Mais dans la carte d’identité du pays, un nom écrase tout : celui d’Alexandre Loukachenko. C’est lui qui lui vaut le surnom de "dernière dictature d’Europe". Il dirige le pays (d’une main de fer) depuis 1994, soit trois ans après la chute de l’URSS et l’indépendance de la Biélorussie. Il est régulièrement décrit comme le vassal de Vladimir Poutine.

Alexander Loukachenko, le 17 février 2022, assiste à des exercices militaires conjoints de la Biélorussie et de la Russie.
Alexander Loukachenko, le 17 février 2022, assiste à des exercices militaires conjoints de la Biélorussie et de la Russie. © AFP or licensors

"Depuis qu’il est au pouvoir, commente Ekaterina Pierson-Lyzhina, chercheuse au Centre d‘étude de la vie politique (Cevipol – ULB), il a fait tout le contraire de ce qui avait été fait durant les trois premières années d’indépendance, il a repris un drapeau inspiré de l’époque soviétique, il a révisé les manuels d’histoire pour les aligner sur la vision russe…"

En 2014, pourtant, il refuse de reconnaître formellement l’annexion de la Crimée. Il se présente alors comme un médiateur, en accueillant les pourparlers russo-ukrainiens dans sa capitale, où furent signés les accords de Minsk. Il se rapproche même, entre 2015 et 2020, de l’Union européenne, qui finance alors une série de projets publics (modernisation des infrastructures etc.) en Biélorussie.

Il louvoie entre rapprochement occidental et fidélité à la Russie.

En 2020, réélection frauduleuse et rupture avec l’Occident

Mais en août 2020, après 26 ans au pouvoir, Alexandre Loukachenko est réélu pour un sixième mandat à la suite d’élections frauduleuses. Il réprime ensuite, très lourdement, le mouvement de contestation sans précédent qui s’ensuit. L’Union européenne lui inflige des sanctions. Le seul soutien qui lui reste alors n’est autre que Vladimir Poutine.

"S’il s’est maintenu au pouvoir, c’est en grande partie grâce à Poutine", affirme la chercheuse au Cevipol.

S’il s’est maintenu au pouvoir, c’est en grande partie grâce à Poutine.

"Ce soutien russe, qui s’est notamment traduit par des prêts, s’est cependant payé au prix de l’indépendance de la Biélorussie. La souveraineté du pays s’est graduellement érodée tandis que son isolement s’accroissait", complète Milàn Czerny, chercheur à l’Université d’Oxford, sur le Grand continent.

Ce soutien russe s’est cependant payé au prix de l’indépendance de la Biélorussie.

L’épisode du détournement d’un avion reliant Athènes et Vilnius, survolant la capitale biélorusse avec un opposant à son bord, a notamment contribué à cet isolement. De même que la crise migratoire provoquée par la Biélorussie en Pologne et en Lituanie.

La tutelle russe

Signe de cette perte de souveraineté : la création de centres d’entraînement militaire russes en Biélorussie. "Ils ont servi de prétexte à la Russie pour établir une présence militaire permanente en Biélorussie, et ce alors que, jusque-là, Loukachenko avait tout fait pour éviter l’installation d’une base militaire en Russie", explique Ekaterina Pierson-Lyzhina.

#### Données brutes
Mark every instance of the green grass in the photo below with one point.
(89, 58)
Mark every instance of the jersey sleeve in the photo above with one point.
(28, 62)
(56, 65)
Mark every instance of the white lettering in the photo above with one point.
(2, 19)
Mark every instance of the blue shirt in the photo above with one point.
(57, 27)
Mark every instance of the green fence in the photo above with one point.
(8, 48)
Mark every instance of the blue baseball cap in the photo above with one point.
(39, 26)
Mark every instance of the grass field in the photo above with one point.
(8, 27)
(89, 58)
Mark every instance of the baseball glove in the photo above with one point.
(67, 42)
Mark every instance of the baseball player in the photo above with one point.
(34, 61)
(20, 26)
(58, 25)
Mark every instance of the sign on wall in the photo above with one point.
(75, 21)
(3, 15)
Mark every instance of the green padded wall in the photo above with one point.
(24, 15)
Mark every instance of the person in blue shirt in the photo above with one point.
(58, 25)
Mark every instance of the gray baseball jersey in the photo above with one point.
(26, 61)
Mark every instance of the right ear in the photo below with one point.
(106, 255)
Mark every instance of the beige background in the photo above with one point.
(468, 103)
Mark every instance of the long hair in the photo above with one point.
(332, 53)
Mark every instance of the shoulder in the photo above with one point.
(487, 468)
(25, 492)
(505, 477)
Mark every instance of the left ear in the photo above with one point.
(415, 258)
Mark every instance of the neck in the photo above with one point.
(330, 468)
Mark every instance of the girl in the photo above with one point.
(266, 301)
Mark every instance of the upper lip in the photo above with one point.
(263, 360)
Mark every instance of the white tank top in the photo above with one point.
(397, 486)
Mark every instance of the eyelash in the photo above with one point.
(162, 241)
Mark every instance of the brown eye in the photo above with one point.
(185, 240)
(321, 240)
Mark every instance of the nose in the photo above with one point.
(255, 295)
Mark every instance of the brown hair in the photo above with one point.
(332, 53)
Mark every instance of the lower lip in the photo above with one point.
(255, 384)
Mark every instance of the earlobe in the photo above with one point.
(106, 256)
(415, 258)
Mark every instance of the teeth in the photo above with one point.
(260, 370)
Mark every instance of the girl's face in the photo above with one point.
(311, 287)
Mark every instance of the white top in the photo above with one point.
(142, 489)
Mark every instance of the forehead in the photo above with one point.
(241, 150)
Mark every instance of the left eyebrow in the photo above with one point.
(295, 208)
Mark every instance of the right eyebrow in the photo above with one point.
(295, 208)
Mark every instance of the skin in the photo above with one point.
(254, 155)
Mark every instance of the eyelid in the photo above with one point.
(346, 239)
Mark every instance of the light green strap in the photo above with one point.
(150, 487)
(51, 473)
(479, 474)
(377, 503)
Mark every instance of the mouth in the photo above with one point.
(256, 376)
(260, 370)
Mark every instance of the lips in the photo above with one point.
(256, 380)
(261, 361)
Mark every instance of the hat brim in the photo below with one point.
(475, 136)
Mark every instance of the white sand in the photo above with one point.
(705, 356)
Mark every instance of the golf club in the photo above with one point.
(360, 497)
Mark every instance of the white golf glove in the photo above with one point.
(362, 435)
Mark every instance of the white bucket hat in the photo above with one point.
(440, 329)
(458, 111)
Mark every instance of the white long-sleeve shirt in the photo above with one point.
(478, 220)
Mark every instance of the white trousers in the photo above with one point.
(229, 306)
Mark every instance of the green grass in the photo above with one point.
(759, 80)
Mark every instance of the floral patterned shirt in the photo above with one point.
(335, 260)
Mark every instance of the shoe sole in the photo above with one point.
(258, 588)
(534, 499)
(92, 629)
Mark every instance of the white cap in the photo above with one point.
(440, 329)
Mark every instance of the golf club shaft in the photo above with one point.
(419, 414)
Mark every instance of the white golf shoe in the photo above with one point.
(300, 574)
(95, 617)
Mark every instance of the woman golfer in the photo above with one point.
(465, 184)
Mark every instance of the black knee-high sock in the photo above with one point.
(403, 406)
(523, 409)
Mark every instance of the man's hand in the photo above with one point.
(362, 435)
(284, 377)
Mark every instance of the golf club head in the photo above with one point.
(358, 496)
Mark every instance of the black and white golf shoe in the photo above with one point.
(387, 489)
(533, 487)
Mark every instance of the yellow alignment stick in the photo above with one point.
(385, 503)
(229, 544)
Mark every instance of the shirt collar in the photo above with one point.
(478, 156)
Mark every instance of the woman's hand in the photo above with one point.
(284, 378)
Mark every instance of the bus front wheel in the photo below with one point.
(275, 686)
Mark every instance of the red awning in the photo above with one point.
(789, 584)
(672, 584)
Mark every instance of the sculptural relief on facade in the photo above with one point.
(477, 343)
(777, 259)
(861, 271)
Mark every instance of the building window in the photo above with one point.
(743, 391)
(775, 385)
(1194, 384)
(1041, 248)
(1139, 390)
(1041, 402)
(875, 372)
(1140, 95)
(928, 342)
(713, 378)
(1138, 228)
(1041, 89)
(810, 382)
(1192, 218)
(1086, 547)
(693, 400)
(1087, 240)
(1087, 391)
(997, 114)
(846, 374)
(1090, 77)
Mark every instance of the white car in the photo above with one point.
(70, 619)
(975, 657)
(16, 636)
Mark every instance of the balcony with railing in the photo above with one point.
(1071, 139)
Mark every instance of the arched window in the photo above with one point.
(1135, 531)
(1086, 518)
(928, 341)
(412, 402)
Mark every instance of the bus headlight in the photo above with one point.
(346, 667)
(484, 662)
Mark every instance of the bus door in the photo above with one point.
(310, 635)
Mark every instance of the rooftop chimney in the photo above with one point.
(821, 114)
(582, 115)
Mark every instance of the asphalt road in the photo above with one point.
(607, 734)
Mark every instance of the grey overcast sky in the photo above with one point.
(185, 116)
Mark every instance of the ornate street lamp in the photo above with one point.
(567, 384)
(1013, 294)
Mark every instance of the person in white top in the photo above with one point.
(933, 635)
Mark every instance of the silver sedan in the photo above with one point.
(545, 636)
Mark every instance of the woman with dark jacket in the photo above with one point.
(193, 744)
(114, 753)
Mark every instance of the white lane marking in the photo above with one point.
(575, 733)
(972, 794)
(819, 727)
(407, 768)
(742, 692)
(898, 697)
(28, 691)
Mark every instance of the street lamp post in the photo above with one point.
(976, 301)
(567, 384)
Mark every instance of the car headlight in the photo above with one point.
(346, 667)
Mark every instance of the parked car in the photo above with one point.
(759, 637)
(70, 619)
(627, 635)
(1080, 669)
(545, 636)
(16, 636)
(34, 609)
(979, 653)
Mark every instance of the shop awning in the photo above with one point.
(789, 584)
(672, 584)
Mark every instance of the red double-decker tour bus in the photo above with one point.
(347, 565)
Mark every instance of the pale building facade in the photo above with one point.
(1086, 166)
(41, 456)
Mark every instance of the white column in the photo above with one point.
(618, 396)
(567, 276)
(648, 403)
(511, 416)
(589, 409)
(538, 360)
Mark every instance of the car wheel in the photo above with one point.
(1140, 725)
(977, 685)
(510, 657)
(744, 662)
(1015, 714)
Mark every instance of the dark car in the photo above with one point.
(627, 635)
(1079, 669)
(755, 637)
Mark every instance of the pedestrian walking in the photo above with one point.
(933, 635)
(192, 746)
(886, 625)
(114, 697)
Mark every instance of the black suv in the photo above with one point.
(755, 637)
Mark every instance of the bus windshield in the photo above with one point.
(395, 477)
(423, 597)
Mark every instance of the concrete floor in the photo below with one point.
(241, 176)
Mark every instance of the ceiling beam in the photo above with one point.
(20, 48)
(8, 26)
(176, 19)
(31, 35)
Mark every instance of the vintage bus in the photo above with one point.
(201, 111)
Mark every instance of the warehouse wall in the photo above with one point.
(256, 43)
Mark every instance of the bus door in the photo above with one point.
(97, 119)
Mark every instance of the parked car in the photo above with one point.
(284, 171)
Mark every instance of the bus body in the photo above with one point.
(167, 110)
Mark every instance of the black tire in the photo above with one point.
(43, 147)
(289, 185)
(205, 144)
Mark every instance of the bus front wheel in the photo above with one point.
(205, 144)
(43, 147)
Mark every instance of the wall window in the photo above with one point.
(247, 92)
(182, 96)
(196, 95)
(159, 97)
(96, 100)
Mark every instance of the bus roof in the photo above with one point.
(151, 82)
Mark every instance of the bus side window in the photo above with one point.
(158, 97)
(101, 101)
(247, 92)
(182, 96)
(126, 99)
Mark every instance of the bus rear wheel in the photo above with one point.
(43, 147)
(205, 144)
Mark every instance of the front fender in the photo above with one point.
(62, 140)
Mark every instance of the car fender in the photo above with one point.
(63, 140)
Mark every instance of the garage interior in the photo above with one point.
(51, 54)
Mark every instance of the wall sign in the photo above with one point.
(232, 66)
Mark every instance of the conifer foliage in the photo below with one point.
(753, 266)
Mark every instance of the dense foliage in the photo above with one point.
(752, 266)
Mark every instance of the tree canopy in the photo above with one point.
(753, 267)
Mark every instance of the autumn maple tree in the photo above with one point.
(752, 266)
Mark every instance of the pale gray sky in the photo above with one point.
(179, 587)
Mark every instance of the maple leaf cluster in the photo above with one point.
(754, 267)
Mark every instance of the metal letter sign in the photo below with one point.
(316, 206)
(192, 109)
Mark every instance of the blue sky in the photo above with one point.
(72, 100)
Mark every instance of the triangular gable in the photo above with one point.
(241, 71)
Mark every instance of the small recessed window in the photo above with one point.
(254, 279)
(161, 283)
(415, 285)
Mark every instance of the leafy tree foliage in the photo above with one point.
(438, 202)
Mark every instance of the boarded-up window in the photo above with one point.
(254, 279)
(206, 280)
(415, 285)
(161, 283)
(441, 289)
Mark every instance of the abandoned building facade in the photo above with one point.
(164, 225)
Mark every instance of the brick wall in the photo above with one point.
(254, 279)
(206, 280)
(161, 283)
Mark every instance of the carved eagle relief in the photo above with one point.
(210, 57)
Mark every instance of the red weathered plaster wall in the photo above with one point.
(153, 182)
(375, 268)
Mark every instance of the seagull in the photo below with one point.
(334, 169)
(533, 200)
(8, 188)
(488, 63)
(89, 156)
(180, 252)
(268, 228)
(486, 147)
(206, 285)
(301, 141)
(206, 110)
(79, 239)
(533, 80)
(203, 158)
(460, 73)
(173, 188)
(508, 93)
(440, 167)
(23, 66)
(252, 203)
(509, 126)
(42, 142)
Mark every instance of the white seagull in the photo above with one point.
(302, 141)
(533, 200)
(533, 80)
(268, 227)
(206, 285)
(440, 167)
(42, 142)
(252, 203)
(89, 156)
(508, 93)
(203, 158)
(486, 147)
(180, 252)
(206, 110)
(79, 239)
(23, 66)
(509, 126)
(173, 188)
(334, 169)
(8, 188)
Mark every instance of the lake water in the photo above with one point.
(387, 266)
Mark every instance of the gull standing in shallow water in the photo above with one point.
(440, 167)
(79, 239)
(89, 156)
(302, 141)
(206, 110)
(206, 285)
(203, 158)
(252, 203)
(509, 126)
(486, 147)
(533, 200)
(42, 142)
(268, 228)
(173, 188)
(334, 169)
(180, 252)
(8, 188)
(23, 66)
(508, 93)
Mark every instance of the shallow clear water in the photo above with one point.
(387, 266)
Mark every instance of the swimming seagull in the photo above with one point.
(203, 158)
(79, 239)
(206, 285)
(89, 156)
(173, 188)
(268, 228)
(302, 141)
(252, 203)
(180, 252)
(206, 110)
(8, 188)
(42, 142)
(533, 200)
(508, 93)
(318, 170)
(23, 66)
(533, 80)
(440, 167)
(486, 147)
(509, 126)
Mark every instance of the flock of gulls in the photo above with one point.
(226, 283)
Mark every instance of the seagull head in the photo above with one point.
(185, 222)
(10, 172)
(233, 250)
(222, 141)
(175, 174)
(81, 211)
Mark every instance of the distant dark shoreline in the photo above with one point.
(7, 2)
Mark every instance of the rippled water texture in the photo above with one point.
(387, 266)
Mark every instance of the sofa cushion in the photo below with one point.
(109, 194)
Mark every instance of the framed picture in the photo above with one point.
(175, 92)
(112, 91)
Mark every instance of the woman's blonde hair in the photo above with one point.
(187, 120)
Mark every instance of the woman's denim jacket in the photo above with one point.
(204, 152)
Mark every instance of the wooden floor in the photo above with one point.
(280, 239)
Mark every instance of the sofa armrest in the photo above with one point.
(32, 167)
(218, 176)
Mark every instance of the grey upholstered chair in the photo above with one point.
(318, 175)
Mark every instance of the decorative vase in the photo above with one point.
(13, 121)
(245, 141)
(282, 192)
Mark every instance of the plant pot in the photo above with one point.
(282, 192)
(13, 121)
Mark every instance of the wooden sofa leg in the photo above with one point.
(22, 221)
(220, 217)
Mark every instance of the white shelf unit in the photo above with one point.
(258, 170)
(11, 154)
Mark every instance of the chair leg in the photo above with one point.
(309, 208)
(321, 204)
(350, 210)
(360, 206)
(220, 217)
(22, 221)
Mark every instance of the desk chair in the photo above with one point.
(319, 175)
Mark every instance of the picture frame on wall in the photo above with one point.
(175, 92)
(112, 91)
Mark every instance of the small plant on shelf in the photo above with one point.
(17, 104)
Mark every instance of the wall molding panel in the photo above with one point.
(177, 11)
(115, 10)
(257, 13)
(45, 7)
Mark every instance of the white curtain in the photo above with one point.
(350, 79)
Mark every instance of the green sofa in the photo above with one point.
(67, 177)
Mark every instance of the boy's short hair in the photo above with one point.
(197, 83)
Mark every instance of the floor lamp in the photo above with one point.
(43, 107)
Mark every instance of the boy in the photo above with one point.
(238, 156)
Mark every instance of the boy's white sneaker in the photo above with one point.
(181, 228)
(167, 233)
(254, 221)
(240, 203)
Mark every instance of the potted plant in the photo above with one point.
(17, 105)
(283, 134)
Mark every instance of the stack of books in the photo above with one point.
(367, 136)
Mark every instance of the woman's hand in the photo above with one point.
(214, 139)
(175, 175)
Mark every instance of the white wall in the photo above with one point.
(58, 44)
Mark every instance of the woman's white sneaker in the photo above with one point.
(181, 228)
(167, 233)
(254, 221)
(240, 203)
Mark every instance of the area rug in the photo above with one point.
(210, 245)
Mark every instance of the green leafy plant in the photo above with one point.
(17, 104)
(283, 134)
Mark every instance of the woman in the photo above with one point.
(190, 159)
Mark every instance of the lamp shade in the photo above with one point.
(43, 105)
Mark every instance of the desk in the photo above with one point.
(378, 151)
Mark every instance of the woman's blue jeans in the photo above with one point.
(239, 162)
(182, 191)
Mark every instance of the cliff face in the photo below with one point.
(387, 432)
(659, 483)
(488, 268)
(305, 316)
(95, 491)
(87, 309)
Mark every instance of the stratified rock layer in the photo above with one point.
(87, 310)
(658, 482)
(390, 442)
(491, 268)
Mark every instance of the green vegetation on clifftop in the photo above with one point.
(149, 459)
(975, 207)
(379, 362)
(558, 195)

#### Travail demandé
1. Répondez brièvement à ces questions sur l'extrait consacré à Loukachenko :
(a) Depuis quelle année dirige-t-il le pays ?
(b) Entre quelles années se rapproche-t-il de l'Union européenne ?
(c) Pour quel mandat est-il réélu en août 2020 ?
2. Relevez toutes les années écrites en chiffres dans l'extrait consacré à Loukachenko.
3. Poursuivez l'extrait consacré à Loukachenko après sa dernière phrase.
Le matériau joint n'est pas nécessaire pour traiter ce travail.

#### Réponses proposées
1.
(a) Depuis 1994.
(b) Entre 2015 et 2020.
(c) Pour un sixième mandat.

2. 1994, 2014, 2015, 2020, 2022

3.
C’est ainsi qu’au mois de février dernier, 30.000 militaires russes (selon les Occidentaux) ont pu être déployés en Biélorussie, à la base pour des “exercices militaires”.

Capture d’écran d’une vidéo publiée par le ministère de la Défense russe, montrant les exercices militaires conjoints de la Russie et de la Biélorussie, en février 2022.
Capture d’écran d’une vidéo publiée par le ministère de la Défense russe, montrant les exercices militaires conjoints de la Russie et de la Biélorussie, en février 2022. © AFP or licensors

Le 27 février 2022 fut une autre étape dans la soumission de la Biélorussie. Alors que l’invasion de l’Ukraine avait commencé, le pays a adopté une nouvelle Constitution. Ce nouveau texte ne comporte plus le principe de neutralité de le l’Etat, et il n’empêche plus le pays d’accueillir des armes nucléaires sur son sol. La possibilité est donc là, pour la Russie, d’y installer des missiles nucléaires.

La nouvelle Constitution octroie par ailleurs une immunité judiciaire à vie aux anciens présidents, et permettra à Loukachenko de rester au pouvoir sous un nouveau titre. Elle a été adoptée via un référendum, dont la validité est contestée.

Alexander Loukachenko vote lors du référendum sur la Constitution, le 27 février 2022.
Alexander Loukachenko vote lors du référendum sur la Constitution, le 27 février 2022. © Tous droits réservés

Opposition politique et opposition à la guerre

Le jour du vote, pour la première fois depuis décembre 2020, les Biélorusses sont descendus dans la rue, raconte la spécialiste de la Biélorussie, chercheuse au Cevipol. "Ils scandaient des slogans anti-guerre devant les bureaux de vote. Certains en ont aussi écrit sur leur bulletin de vote." Des centaines de personnes ont été arrêtées.

"L’opposition en exil (menée par l’opposante Svetlana Tikhanovskaïa, ndlr) instrumentalise la guerre pour offrir un nouveau souffle à la lutte contre Loukachenko. Ils ont transformé ce vote en un vote aussi bien contre le président que contre la guerre.” Selon Ekaterina Pierson-Lyzhina, c’est aussi l’opposition qui est à l’origine des actes de sabotage du rail biélorusse destinés à freiner l’acheminement des armes russes. "En 2020, c’était déjà utilisé comme un acte de protestation contre les autorités."

Un peuple pacifiste

Mais qu’ils soient pour ou contre Loukachenko, les Biélorusses sont majoritairement anti-guerre. Anna Colin Lebedev, enseignante-chercheuse à l’Université Paris Nanterre, spécialiste des sociétés postsoviétiques, rappelle sur Twitter : "Les Biélorusses ont reçu depuis 2014 une information plus équilibrée que les Russes sur ce qui se passait en Ukraine. Même s’ils se sentaient plutôt proches de la position russe, le sentiment dominant était que cette guerre ne [les] concernait pas."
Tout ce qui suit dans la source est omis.